§ Objective
Copy every record word for word.

[Saved data entries]
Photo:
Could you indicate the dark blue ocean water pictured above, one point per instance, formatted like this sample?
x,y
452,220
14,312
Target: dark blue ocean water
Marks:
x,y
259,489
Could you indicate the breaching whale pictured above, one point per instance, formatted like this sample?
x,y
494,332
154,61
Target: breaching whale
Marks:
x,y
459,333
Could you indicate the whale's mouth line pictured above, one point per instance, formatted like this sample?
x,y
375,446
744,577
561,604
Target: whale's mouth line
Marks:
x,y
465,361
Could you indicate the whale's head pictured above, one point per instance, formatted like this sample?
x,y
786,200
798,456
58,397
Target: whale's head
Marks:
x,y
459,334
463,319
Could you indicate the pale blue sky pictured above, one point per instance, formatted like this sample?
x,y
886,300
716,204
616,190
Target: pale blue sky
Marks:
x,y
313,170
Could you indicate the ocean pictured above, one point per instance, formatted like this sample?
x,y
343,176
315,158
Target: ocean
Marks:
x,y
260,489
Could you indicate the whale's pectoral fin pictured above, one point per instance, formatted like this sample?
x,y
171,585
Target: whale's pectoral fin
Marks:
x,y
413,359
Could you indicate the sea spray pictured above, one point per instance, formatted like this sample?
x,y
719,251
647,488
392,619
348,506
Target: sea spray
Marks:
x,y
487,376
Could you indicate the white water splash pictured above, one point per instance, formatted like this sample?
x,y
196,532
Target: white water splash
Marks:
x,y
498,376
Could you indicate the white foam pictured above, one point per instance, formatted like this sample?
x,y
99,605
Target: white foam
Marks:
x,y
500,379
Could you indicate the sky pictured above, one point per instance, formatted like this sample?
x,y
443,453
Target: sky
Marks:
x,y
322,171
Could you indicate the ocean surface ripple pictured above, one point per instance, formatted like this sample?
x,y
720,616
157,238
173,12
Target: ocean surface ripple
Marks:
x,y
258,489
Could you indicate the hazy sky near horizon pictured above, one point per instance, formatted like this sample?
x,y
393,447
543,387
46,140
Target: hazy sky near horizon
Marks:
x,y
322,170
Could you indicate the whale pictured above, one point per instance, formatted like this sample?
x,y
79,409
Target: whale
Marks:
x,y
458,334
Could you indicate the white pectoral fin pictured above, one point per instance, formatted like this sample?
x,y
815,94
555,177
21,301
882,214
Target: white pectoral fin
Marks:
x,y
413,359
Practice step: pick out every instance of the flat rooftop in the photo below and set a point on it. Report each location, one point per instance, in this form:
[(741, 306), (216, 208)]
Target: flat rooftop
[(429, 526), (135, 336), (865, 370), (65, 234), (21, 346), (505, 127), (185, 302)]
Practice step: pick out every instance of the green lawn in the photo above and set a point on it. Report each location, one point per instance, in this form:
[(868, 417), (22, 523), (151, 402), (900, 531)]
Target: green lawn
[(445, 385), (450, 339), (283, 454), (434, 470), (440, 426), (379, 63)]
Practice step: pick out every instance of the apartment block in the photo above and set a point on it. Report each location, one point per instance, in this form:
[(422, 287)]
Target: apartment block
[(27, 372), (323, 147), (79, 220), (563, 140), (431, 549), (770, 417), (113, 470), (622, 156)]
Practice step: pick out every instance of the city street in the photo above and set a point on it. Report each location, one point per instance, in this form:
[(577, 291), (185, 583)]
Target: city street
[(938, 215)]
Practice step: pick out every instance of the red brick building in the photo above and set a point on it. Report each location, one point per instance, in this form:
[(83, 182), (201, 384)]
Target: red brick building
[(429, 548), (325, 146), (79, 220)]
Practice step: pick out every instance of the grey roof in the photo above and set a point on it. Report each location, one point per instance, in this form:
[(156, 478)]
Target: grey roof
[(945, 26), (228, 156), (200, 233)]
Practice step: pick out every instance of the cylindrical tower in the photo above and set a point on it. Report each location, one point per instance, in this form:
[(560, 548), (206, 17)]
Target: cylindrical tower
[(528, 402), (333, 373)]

§ Answer in full
Photo:
Could you indicate the dark blue ocean water pictured above, one point per instance, formatted like this sample?
x,y
452,220
14,312
Target: dark blue ocean water
Marks:
x,y
259,489
Could you indicate the breaching whale pictured above, one point per instance, formatted like this sample?
x,y
494,332
154,61
Target: breaching whale
Marks:
x,y
459,333
Could you indicate the whale's mouth line pictured above, one point per instance, formatted like this sample?
x,y
375,446
744,577
561,604
Target: whale's mouth line
Marks:
x,y
465,361
Could you indicate the whale's head pictured above, one point per instance, formatted like this sample?
x,y
786,200
798,456
58,397
Target: whale's head
Marks:
x,y
459,334
463,319
Could you indicate the pale blue sky pictured above, one point per instance, formatted like this sample?
x,y
886,300
716,204
616,190
Target: pale blue sky
Marks:
x,y
313,170
Could you indicate the ocean pictured above, one point per instance, formatted like this sample?
x,y
343,176
315,158
Target: ocean
Marks:
x,y
260,489
Could you indicate the whale's pectoral fin pictured above, one point per instance, formatted like this sample?
x,y
171,585
Target: whale's pectoral fin
Marks:
x,y
413,359
Could you indicate the sea spray pictured above, one point per instance, formatted like this sample?
x,y
719,251
647,488
392,619
348,506
Target: sea spray
Marks:
x,y
487,376
Could you indicate the white water splash pictured above, one point per instance, formatted like this sample?
x,y
196,532
Target: white water splash
Marks:
x,y
498,376
Could you indicate the white foam pictured above, one point per instance, formatted like this sample?
x,y
99,605
Target: white foam
Marks:
x,y
500,379
Could you indicate the sky pictured above, one point per instance, formatted like this sample?
x,y
443,453
Target: sky
Marks:
x,y
322,171
Could you indicate the ocean surface ripple pictured above, one point per instance, formatted like this sample?
x,y
720,616
157,238
173,12
Target: ocean surface ripple
Marks:
x,y
258,489
Could you indicate the hazy sky near horizon pictured above, one point per instance, formatted like this sample?
x,y
393,447
543,387
46,140
Target: hazy sky near horizon
Marks:
x,y
322,170
Could you indicate the whale pictured above, one point per instance, formatted like this sample?
x,y
79,409
Target: whale
Marks:
x,y
458,334
Could you indicate the white pectoral fin pictured above, one point per instance, formatted like this sample?
x,y
815,94
555,177
21,301
882,214
Target: white pectoral fin
Marks:
x,y
413,359
Practice step: pick out every instance of the flat rooftop in the photo below and set a point on it. Report each location, one point per instance, in this form:
[(741, 306), (216, 208)]
Target: flat rooftop
[(429, 526), (135, 336), (865, 370), (65, 234), (21, 346), (505, 127), (185, 302)]
Practice step: pick out every instance of the green lawn in the photo above and set a point on it. Report each location, one point per instance, in this form:
[(868, 417), (22, 523), (151, 402), (900, 531)]
Target: green lawn
[(445, 385), (450, 339), (283, 454), (434, 470), (440, 426), (379, 63)]
Practice step: pick out every instance of the apartment block in the photo above and set a point on it. Report each location, one point per instance, in this form:
[(422, 287)]
Target: apartment block
[(27, 372), (323, 147), (79, 220), (563, 140), (431, 549), (770, 417), (113, 470), (622, 156)]
Practice step: pick out every instance of the city street in the photo above and set a point on it. Report each location, one point per instance, in this form:
[(577, 291), (185, 583)]
Target: city street
[(938, 215)]
Practice step: pick out every instance of the red brick building in the photo above and set a point on it. Report each location, one point per instance, in this form:
[(83, 182), (201, 384)]
Target: red brick building
[(429, 548), (325, 146), (79, 220)]
Practice step: pick out every instance of the grey roof in the photo above and set a point on it. Report each location, one point per instance, in this form:
[(156, 478)]
Target: grey roof
[(945, 26), (228, 156), (200, 233)]
Practice step: pick out every instance of the cylindrical tower in the photo above and set a point on it. Report each location, one point per instance, in this form:
[(560, 548), (206, 17)]
Target: cylindrical tower
[(528, 402), (333, 373)]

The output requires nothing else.